Natural language region descriptions
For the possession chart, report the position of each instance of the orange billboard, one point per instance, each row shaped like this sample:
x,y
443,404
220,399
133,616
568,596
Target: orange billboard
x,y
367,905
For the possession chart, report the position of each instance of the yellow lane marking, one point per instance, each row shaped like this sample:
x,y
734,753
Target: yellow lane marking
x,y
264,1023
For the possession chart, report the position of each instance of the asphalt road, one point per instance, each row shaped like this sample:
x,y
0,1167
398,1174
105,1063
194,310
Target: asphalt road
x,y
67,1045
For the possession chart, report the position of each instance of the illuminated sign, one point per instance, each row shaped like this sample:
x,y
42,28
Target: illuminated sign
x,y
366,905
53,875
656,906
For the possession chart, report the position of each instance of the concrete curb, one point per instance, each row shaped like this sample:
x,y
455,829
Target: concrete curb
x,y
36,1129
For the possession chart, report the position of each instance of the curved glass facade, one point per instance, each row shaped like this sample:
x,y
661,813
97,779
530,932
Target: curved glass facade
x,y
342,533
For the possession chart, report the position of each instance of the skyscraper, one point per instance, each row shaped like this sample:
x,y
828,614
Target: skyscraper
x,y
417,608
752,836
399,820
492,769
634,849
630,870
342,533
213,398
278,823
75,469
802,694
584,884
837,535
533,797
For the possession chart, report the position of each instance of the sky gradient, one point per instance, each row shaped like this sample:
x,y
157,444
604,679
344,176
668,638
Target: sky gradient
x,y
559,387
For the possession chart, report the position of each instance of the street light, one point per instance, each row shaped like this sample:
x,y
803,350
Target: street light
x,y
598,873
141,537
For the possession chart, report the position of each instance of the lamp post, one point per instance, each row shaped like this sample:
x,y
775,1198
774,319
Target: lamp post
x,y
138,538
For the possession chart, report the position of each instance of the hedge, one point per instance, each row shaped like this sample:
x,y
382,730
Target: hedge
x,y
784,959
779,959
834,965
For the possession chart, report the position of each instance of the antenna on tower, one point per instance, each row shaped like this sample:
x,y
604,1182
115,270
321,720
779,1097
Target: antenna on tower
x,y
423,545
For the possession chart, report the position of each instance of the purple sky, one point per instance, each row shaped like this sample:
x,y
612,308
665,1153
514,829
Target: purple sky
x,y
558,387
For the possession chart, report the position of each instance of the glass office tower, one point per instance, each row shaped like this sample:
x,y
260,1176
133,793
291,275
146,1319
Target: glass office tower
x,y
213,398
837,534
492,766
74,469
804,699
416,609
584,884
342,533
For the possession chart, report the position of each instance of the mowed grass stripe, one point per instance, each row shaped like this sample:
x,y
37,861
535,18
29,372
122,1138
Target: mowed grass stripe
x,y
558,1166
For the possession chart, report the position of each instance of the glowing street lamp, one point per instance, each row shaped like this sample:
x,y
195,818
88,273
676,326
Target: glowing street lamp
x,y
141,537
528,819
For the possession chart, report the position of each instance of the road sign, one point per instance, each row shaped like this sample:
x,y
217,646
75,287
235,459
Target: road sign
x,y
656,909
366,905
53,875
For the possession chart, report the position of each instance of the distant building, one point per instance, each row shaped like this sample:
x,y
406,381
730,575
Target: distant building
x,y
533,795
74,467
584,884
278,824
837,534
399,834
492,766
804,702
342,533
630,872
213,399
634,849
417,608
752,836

YOUR GOAL
The answer should reproduce all of the data without any alteration.

EXERCISE RESPONSE
For the possession chart, report the position of each instance of the orange billboard, one point per instance, each row shaped like this sample:
x,y
443,404
220,399
133,616
568,596
Target: orange billboard
x,y
367,905
For the possession chart, report the position of each instance of the yellow lane marking, one point per instance, each row shaped like this sample:
x,y
734,753
Target: yellow lane marking
x,y
264,1023
For the possession chart, report the position of each instance of the asphalt road, one point per instance, each row shaped like this sample:
x,y
0,1167
398,1174
105,1063
194,310
Target: asphalt road
x,y
67,1045
For the possession chart, report the position of each instance of the illuminated sign, one point per instance, each row shaped like this sample:
x,y
42,28
Target: illuminated sign
x,y
366,905
53,875
656,906
For the possession chart, report the position of each instance of the concrete curb, one point per instance, each row shaped like this sample:
x,y
455,829
Target: concrete curb
x,y
36,1129
For the possession chart, report the position of each instance of the curved glass facade, one point per instance, each row shaped like this sample:
x,y
661,813
97,779
530,932
Target: curved glass facade
x,y
342,533
For the possession chart, report the position of each instance of the skyscraper, one point per instance, each row shaped like this sample:
x,y
828,614
Target: skyscraper
x,y
417,608
752,836
399,820
492,769
634,849
630,870
342,533
213,398
278,823
75,469
802,694
584,884
837,535
533,797
For the possession chart, report the position of each instance of the sky gradient, one point per instance, each row shaped like this sample:
x,y
157,444
604,679
344,176
668,638
Target: sky gradient
x,y
559,387
For the possession chart, report the position of each instance of the street light, one point per instance, each row shaped like this sample:
x,y
803,350
Target: street light
x,y
598,873
141,537
For the possession chart, report the position of each instance of the lamp post, one point per instance, each row shaped like this sample:
x,y
775,1198
774,319
Target: lamp post
x,y
138,538
For the possession chart, report the position of each instance of the hedge, one point per instance, each row shaped like this sample:
x,y
382,730
Target: hedge
x,y
784,959
779,959
834,965
For the possession chart, report the position of each instance of the antenna on tower, one point per instance, each row shaped like this sample:
x,y
604,1182
115,270
321,720
779,1097
Target: antenna on tower
x,y
423,545
For the possession chart, report the position of each instance of the purple sky, one point per instance, each row shaped like this sample:
x,y
612,308
665,1153
514,829
Target: purple sky
x,y
558,387
For the possession chart, report the position of each instance of the glass office tower, one point per instance, each row shaped like this sample:
x,y
260,1176
133,793
291,275
146,1319
Target: glass office tower
x,y
213,398
837,534
492,766
74,469
804,699
416,609
584,884
342,533
For the possession chart, report the position of each instance of the mowed grass stripe, one point per instance, each row shaped like this sample:
x,y
37,861
535,18
29,372
122,1138
Target: mowed grass stripe
x,y
558,1166
For the possession chart, report the position of each instance of the glowing street lamp, one point per instance, each row shaped like this sample:
x,y
195,818
88,273
676,326
Target: glowing street lamp
x,y
141,537
528,819
For the possession chart, report the position of each instance of the road sign, one point per instance, each row shaped like this sample:
x,y
217,646
75,287
235,459
Target: road sign
x,y
656,909
366,905
53,875
For the possession chart, report the position of each instance of the distant building, one point per instance, each row shaped like this sample:
x,y
406,381
730,575
Target: distant building
x,y
533,795
74,467
584,884
278,824
837,534
399,834
492,766
804,702
342,533
630,872
213,399
634,849
417,608
752,836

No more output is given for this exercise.